Collagen Screening: The End of an Era

We have decided to stop the use of analysis of procollagens produced by cultured fibroblasts for the diagnosis of osteogenesis imperfecta and some forms of Ehlers Danlos syndrome.  While this has been a useful diagnostic tool for many years, our ability to rapidly sequence genomic DNA using massively parallel Next-Generation sequencing has proven to be an analytically superior and more cost-effective way to diagnose forms of osteogenesis imperfect and Ehlers-Danlos syndrome.

Osteogenesis imperfecta (OI)

When, about 3 decades ago, we launched the precursor of the Collagen Diagnostic Laboratory the only tool that we had to confirm the diagnosis of osteogenesis imperfect (OI) and some forms of Ehlers-Danlos syndrome was the analysis of the procollagens produced by cultured dermal fibroblasts.  At first, we accepted only fibroblasts but within a fairly short time as we created a real tissue culture facility, we could accept skin biopsies, grow the cells and do the studies.  The studies were initially simple.  We plated cells at a confluent density, 250,000 cells per 35mm dish, allowed them to attach and spread overnight, and then added ascorbate to the medium as a cofactor for the required prolyl and lysyl hydroxylases, and then added [3H]proline and let the cells incubate overnight.  We then harvested the cells and the culture medium and ran the labeled proteins out by SDS-PAGE, soaked the gels in a fluor, and exposed the dried gel to x-ray film.  Proline is a major amino acid in collagens and makes up about 20% of the amino acids in the in the triple helical domain (in most proteins proline comprises only 2-3% of the amino acids).

....................

ASSIGNMENT A:
Copy the part of the collagen screening text starting with "We have decided" and going on through "and Ehlers-Danlos syndrome.".
ASSIGNMENT B:
According to the collagen screening text, how many cells were plated per 35mm dish?

(Data records)
....................

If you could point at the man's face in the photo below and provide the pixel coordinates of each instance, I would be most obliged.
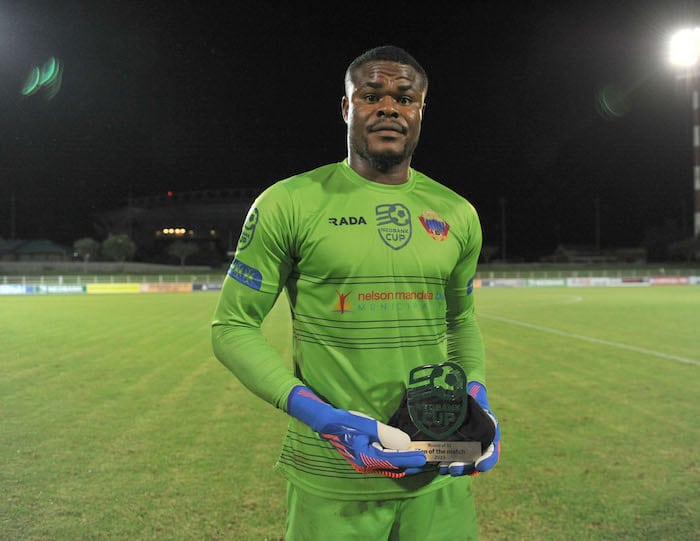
(383, 108)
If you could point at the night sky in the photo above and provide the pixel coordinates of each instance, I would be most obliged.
(537, 111)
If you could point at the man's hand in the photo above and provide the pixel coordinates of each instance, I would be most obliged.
(491, 455)
(368, 445)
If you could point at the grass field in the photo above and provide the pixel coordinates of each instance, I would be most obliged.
(117, 423)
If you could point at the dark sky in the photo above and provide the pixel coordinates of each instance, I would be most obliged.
(182, 96)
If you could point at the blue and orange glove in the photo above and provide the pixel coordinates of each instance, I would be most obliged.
(368, 445)
(491, 455)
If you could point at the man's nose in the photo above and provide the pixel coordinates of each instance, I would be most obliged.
(387, 107)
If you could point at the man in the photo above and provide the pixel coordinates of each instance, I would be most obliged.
(377, 261)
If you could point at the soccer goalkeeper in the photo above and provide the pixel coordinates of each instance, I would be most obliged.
(377, 262)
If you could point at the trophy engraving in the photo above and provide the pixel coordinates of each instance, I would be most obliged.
(440, 417)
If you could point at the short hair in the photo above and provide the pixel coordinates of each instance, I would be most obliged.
(389, 53)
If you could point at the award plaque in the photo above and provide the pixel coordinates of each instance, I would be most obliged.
(442, 420)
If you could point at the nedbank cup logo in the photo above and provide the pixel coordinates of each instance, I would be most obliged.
(394, 224)
(436, 398)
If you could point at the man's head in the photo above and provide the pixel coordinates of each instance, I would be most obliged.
(385, 90)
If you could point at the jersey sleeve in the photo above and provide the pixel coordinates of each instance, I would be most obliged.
(465, 344)
(253, 283)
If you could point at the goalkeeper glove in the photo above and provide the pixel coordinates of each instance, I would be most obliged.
(368, 445)
(492, 453)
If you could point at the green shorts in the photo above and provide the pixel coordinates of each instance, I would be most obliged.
(445, 514)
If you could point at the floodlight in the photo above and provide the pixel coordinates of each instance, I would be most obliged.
(685, 48)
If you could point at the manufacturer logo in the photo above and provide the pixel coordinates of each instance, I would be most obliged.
(249, 229)
(394, 224)
(342, 305)
(436, 227)
(347, 220)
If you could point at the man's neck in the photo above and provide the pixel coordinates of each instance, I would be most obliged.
(395, 175)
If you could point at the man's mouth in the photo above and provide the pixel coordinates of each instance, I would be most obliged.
(387, 127)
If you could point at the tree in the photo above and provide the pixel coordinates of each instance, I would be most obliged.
(118, 248)
(86, 248)
(182, 250)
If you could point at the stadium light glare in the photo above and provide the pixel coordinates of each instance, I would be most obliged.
(685, 53)
(684, 50)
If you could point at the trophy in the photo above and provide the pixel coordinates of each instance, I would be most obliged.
(443, 421)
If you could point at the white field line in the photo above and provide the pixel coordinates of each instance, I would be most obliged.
(619, 345)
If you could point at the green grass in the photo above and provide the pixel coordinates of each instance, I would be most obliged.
(117, 423)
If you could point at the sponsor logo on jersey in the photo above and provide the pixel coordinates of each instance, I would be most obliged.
(347, 220)
(342, 305)
(245, 274)
(249, 229)
(394, 224)
(373, 300)
(436, 227)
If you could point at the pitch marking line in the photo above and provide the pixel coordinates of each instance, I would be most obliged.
(594, 340)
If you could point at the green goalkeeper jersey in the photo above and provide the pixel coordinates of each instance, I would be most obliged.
(379, 280)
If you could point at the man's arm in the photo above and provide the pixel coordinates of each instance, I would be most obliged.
(239, 344)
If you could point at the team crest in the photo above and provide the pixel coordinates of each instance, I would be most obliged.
(394, 224)
(436, 227)
(437, 399)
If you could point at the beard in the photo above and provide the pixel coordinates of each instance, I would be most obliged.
(381, 161)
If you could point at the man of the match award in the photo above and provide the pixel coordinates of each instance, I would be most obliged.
(442, 420)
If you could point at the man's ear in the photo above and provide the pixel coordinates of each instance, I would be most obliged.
(344, 107)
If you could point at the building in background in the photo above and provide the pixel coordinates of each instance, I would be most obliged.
(211, 219)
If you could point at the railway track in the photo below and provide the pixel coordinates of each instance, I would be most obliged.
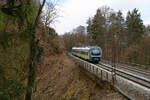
(132, 82)
(128, 73)
(135, 70)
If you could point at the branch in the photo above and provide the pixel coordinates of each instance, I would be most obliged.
(39, 13)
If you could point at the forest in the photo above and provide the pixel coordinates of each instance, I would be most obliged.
(122, 39)
(26, 37)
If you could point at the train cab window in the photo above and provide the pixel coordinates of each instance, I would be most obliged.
(95, 52)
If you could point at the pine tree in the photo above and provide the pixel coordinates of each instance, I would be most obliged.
(135, 26)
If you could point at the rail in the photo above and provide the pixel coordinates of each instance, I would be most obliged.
(133, 86)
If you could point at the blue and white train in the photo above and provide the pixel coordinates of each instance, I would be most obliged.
(91, 53)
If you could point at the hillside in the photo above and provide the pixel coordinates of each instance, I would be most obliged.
(58, 78)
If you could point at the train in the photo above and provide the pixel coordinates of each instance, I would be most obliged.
(90, 53)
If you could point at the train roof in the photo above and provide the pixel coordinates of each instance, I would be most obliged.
(85, 48)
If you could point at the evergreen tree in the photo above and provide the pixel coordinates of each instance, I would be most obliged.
(98, 28)
(135, 26)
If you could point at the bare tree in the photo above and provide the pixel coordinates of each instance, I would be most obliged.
(50, 13)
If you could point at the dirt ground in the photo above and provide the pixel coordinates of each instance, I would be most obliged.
(60, 79)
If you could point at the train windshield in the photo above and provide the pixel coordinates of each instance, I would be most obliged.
(95, 51)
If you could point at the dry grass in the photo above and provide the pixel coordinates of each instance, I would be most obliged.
(60, 79)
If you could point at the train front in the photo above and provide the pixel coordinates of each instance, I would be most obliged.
(95, 54)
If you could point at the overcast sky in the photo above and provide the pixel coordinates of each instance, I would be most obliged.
(76, 12)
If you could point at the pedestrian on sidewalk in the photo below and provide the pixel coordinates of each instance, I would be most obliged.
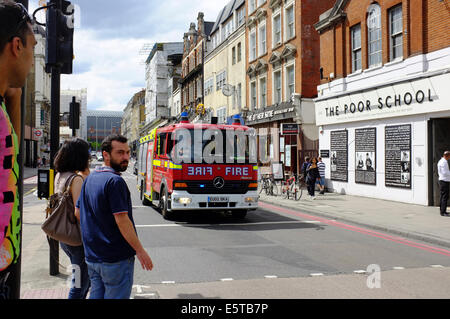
(444, 182)
(107, 227)
(73, 160)
(321, 179)
(312, 174)
(17, 44)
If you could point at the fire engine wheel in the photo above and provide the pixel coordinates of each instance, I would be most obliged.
(239, 213)
(164, 205)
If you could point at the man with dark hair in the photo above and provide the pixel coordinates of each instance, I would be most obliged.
(444, 182)
(16, 57)
(108, 231)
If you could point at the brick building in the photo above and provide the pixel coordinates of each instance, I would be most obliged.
(383, 105)
(282, 53)
(196, 44)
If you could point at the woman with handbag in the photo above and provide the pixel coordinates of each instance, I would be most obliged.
(312, 174)
(72, 167)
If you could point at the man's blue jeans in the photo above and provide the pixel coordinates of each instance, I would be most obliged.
(111, 280)
(80, 277)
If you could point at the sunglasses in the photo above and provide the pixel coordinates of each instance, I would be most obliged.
(25, 18)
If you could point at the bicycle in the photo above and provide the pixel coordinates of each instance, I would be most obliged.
(268, 185)
(291, 189)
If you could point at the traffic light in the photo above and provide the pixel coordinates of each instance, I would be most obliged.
(59, 33)
(74, 115)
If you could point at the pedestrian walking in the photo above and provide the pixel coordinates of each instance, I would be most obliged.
(17, 44)
(321, 180)
(305, 166)
(107, 227)
(444, 182)
(72, 163)
(312, 174)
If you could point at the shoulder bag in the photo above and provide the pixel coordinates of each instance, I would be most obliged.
(61, 223)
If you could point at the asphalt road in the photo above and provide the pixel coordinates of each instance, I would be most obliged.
(213, 247)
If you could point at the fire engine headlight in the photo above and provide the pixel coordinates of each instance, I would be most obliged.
(182, 200)
(251, 199)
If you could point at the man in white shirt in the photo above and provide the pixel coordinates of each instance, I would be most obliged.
(444, 181)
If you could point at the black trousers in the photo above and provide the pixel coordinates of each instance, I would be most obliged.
(445, 187)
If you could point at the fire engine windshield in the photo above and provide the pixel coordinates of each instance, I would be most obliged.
(213, 146)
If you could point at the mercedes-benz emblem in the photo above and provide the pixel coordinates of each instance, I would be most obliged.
(218, 182)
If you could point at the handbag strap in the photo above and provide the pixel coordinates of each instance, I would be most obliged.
(68, 186)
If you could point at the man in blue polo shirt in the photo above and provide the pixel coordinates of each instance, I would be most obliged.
(109, 235)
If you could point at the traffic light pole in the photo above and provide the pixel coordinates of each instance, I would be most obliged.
(54, 146)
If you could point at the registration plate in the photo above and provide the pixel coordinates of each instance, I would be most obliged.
(218, 199)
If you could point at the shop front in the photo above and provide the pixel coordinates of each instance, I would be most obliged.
(281, 138)
(385, 141)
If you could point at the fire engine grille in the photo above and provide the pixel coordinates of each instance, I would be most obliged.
(230, 187)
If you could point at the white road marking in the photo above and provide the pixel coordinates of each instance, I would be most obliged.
(237, 224)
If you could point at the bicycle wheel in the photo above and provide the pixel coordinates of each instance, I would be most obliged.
(274, 189)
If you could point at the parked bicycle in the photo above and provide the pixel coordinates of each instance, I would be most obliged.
(293, 188)
(268, 185)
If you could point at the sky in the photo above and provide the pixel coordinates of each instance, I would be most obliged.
(109, 34)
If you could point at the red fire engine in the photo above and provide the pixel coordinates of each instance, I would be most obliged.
(188, 166)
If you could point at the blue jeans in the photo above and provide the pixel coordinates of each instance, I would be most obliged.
(80, 277)
(111, 280)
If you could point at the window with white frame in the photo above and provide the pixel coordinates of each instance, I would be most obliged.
(222, 115)
(209, 86)
(240, 18)
(356, 47)
(396, 33)
(276, 27)
(239, 52)
(277, 87)
(221, 79)
(290, 80)
(253, 45)
(253, 98)
(262, 45)
(261, 2)
(251, 6)
(263, 92)
(290, 21)
(374, 35)
(239, 96)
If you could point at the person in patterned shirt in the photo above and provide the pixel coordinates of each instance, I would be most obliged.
(17, 44)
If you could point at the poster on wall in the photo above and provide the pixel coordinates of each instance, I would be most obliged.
(398, 156)
(365, 156)
(339, 156)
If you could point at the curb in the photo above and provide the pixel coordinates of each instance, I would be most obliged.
(406, 234)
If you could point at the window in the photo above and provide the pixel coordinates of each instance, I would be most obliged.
(263, 92)
(290, 81)
(290, 22)
(253, 96)
(277, 86)
(239, 96)
(221, 80)
(396, 33)
(262, 47)
(356, 47)
(222, 115)
(240, 17)
(374, 34)
(251, 6)
(239, 49)
(252, 45)
(276, 30)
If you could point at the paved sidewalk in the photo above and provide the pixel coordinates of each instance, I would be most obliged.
(407, 220)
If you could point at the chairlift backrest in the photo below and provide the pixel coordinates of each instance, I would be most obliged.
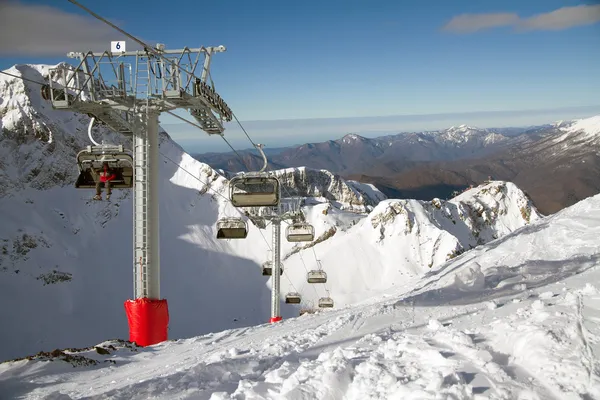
(300, 232)
(232, 228)
(267, 268)
(91, 159)
(254, 191)
(317, 276)
(293, 298)
(325, 302)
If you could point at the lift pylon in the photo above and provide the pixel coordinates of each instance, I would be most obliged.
(127, 91)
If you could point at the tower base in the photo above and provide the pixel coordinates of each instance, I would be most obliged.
(148, 320)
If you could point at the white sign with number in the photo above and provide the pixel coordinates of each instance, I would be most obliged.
(117, 47)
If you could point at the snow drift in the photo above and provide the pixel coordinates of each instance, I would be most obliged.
(66, 261)
(522, 324)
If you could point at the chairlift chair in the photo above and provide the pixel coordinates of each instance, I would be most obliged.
(91, 159)
(325, 302)
(300, 232)
(267, 268)
(316, 276)
(293, 298)
(256, 190)
(232, 228)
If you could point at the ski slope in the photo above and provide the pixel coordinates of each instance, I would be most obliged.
(518, 318)
(66, 261)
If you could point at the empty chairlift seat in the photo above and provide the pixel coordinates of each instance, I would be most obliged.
(232, 228)
(267, 268)
(91, 159)
(325, 302)
(254, 191)
(300, 232)
(316, 276)
(293, 298)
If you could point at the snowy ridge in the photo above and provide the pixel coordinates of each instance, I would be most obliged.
(580, 131)
(401, 239)
(66, 260)
(519, 325)
(348, 195)
(38, 144)
(588, 126)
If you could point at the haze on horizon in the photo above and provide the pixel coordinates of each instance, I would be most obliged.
(314, 71)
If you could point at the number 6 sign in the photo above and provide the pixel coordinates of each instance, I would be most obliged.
(117, 47)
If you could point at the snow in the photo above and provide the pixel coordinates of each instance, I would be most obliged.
(583, 130)
(431, 340)
(476, 297)
(590, 126)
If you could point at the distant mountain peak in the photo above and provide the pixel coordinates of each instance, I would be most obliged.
(353, 137)
(464, 128)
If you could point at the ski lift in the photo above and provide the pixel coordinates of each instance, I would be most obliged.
(255, 189)
(325, 302)
(267, 268)
(92, 158)
(232, 228)
(300, 232)
(316, 276)
(293, 298)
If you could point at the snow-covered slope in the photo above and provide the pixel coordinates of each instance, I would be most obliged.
(404, 238)
(65, 261)
(514, 319)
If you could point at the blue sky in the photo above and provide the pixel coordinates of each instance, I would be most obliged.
(349, 58)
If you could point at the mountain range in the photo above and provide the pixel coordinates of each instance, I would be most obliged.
(66, 260)
(425, 165)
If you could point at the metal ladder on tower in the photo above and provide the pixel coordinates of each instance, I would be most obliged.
(141, 152)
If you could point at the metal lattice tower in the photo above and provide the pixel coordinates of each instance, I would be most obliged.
(288, 209)
(128, 91)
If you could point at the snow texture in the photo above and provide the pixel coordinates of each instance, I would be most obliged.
(517, 318)
(417, 314)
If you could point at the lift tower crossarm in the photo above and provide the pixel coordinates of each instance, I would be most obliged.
(128, 91)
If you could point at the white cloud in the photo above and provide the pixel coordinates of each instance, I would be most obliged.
(39, 30)
(563, 18)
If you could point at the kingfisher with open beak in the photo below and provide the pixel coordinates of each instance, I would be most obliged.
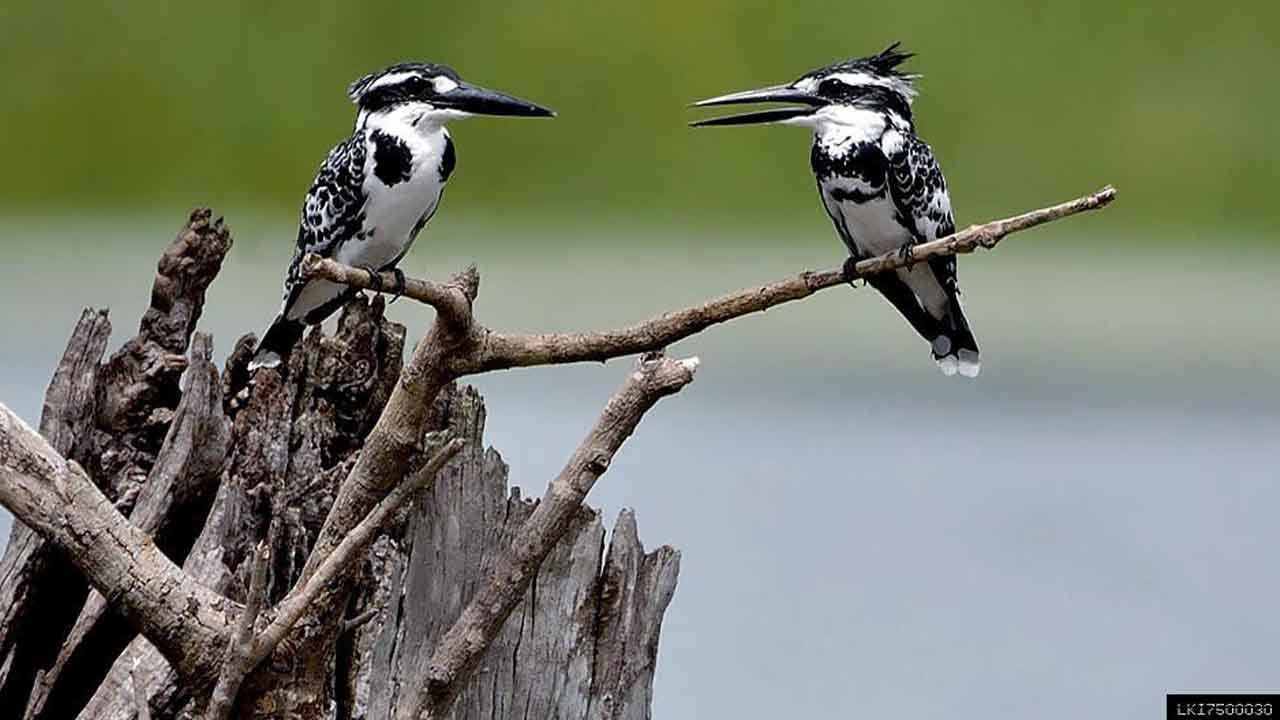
(880, 183)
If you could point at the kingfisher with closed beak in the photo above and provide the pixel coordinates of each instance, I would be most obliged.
(880, 183)
(376, 188)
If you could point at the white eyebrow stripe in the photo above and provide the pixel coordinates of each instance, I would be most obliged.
(865, 78)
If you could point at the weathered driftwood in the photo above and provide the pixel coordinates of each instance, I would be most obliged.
(243, 464)
(110, 418)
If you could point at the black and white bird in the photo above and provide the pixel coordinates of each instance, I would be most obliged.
(880, 183)
(379, 187)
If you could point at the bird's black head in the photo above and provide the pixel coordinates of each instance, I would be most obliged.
(871, 82)
(435, 90)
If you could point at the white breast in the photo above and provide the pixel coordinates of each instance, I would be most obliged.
(393, 210)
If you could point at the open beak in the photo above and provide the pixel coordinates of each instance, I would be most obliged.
(775, 94)
(481, 101)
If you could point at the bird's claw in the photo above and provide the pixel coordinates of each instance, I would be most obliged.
(905, 254)
(398, 288)
(850, 270)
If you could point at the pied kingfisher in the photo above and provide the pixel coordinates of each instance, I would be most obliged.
(376, 188)
(880, 183)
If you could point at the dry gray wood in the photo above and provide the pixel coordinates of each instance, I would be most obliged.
(456, 346)
(439, 675)
(177, 492)
(314, 449)
(39, 591)
(58, 500)
(112, 418)
(542, 661)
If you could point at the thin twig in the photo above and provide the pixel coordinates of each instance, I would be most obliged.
(440, 674)
(503, 350)
(241, 648)
(347, 552)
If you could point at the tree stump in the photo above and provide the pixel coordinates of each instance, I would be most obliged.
(215, 464)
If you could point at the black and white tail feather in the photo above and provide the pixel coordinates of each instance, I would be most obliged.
(880, 183)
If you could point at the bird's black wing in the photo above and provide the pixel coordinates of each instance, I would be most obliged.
(333, 210)
(919, 194)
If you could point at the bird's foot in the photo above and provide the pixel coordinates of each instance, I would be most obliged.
(850, 270)
(375, 278)
(905, 254)
(398, 288)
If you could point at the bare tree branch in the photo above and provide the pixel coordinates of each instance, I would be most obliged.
(140, 692)
(347, 554)
(240, 651)
(439, 677)
(457, 346)
(54, 496)
(496, 351)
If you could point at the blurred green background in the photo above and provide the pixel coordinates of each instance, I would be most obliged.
(1091, 520)
(140, 105)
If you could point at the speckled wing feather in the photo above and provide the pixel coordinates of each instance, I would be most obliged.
(333, 210)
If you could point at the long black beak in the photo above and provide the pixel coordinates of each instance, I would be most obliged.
(483, 101)
(775, 94)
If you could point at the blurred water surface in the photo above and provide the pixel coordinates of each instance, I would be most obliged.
(1087, 525)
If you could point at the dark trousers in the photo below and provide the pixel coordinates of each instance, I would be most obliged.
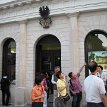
(5, 97)
(77, 99)
(37, 104)
(95, 105)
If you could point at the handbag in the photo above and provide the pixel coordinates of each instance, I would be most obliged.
(66, 97)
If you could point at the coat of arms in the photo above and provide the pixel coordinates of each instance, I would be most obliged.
(45, 19)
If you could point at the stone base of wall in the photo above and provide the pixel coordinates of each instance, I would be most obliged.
(20, 96)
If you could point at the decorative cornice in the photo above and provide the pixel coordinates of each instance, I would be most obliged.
(17, 3)
(32, 11)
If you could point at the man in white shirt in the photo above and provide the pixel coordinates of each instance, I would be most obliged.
(94, 88)
(54, 80)
(101, 74)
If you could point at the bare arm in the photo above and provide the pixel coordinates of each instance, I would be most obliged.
(81, 69)
(52, 80)
(35, 98)
(104, 99)
(61, 88)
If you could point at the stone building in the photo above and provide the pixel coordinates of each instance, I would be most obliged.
(78, 27)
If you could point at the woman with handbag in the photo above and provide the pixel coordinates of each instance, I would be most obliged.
(75, 87)
(38, 92)
(62, 88)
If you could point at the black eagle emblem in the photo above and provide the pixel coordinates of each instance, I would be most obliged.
(44, 12)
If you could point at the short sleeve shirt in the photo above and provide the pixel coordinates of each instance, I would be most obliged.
(36, 92)
(94, 87)
(62, 83)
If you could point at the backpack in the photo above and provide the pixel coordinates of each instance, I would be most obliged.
(71, 86)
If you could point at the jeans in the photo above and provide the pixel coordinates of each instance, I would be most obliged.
(5, 97)
(45, 99)
(95, 104)
(59, 102)
(77, 99)
(55, 95)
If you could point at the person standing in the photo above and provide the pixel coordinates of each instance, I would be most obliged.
(94, 88)
(5, 88)
(75, 87)
(44, 83)
(54, 80)
(37, 94)
(100, 73)
(61, 87)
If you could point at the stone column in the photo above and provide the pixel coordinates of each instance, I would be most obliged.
(74, 39)
(21, 74)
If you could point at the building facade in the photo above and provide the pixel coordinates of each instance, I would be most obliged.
(78, 28)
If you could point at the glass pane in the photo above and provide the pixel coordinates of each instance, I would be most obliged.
(96, 49)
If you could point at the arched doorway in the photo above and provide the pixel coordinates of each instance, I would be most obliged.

....................

WORKED SOLUTION A:
We have decided to stop the use of analysis of procollagens produced by cultured fibroblasts for the diagnosis of osteogenesis imperfecta and some forms of Ehlers Danlos syndrome.  While this has been a useful diagnostic tool for many years, our ability to rapidly sequence genomic DNA using massively parallel Next-Generation sequencing has proven to be an analytically superior and more cost-effective way to diagnose forms of osteogenesis imperfect and Ehlers-Danlos syndrome.

WORKED SOLUTION B:
250,000 cells